DOCUMENT EXTRACT:
-- start --
I think you can provide a wrapper function and abstract out unit of time
as "charge" or something like that. 

> I plan adding scales for read/write, request size, etc, because
> read/write cost is different and request with different size has
> different cost in SSD. This can be added to CFQ too with pain. That said
> I didn't completely object to make CFQ support IOPS accounting, but my
> feeling is a separate ioscheduler is more clean.

You can provide one function to calculate the "charge" which can be either
time or some kind of IOPS unit adjusted with request size and use that.

Given the fact that new IOPS scheduler will be sharing lots of code with
CFQ (I presume 80-90% of concepts are same) and the only major difference
is accounting, I would tend to think that modifying CFQ is better.

Jens, what do you think?

Thanks
Vivek

^ permalink raw reply	[flat|nested] 29+ messages in thread

* Re: [RFC 0/3]block: An IOPS based ioscheduler
  2012-01-16  8:29                   ` Vivek Goyal
@ 2012-01-17  1:06                     ` Shaohua Li
  2012-01-17  9:02                       ` Vivek Goyal
  0 siblings, 1 reply; 29+ messages in thread
From: Shaohua Li @ 2012-01-17  1:06 UTC (permalink / raw)
  To: Vivek Goyal; +Cc: Dave Chinner, linux-kernel, axboe, jmoyer, zhu.yanhai

On Mon, 2012-01-16 at 03:29 -0500, Vivek Goyal wrote:
> On Mon, Jan 16, 2012 at 03:55:41PM +0800, Shaohua Li wrote:
> > On Mon, 2012-01-16 at 02:11 -0500, Vivek Goyal wrote:
> > > On Mon, Jan 16, 2012 at 12:36:30PM +0800, Shaohua Li wrote:
> > > > On Sun, 2012-01-15 at 17:45 -0500, Vivek Goyal wrote:
> > > > > On Mon, Jan 09, 2012 at 09:09:35AM +0800, Shaohua Li wrote:
> > > > > 
> > > > > [..]
> > > > > > > You need to present raw numbers and give us some idea of how close
> > > > > > > those numbers are to raw hardware capability for us to have any idea
> > > > > > > what improvements these numbers actually demonstrate.
-- end --
GIVEN INFORMATION:
-- start --
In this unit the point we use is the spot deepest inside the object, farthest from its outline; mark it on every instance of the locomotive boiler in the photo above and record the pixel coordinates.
-- end --
TASKS AND EXERCISES:
• A. In the mailing-list thread on the IOPS-based I/O scheduler, why does Vivek lean toward modifying CFQ rather than adding a separate IOPS scheduler? Answer in one to three sentences.
• B. Carry on the mailing-list thread on the IOPS-based I/O scheduler from where it stops.

ANSWERS GIVEN:
• A. He expects the new IOPS scheduler to share a lot of code with CFQ, with perhaps 80-90% of the concepts the same. The only major difference would be accounting. He suggests handling that with one function that calculates a "charge," which could be either time or an IOPS unit adjusted for request size.

• B.
> > > > > > Yes, your guess is right. The hardware has limitation. 12 SSD exceeds
> > > > > > the jbod capability, for both throughput and IOPS, that's why only
> > > > > > read/write mixed workload impacts. I'll use less SSD in later tests,
> > > > > > which will demonstrate the performance better. I'll report both raw
> > > > > > numbers and fiops/cfq numbers later.
> > > > > 
> > > > > If fiops number are better please explain why those numbers are better.
> > > > > If you cut down on idling, it is obivious that you will get higher
> > > > > throughput on these flash devices. CFQ does disable queue idling for
> > > > > non rotational NCQ devices. If higher throughput is due to driving
> > > > > deeper queue depths, then CFQ can do that too just by changing quantum
> > > > > and disabling idling. 
> > > > it's because of quantum. Surely you can change the quantum, and CFQ
> > > > performance will increase, but you will find CFQ is very unfair then.
> > > 
> > > Why increasing quantum leads to CFQ being unfair? In terms of time it
> > > still tries to be fair.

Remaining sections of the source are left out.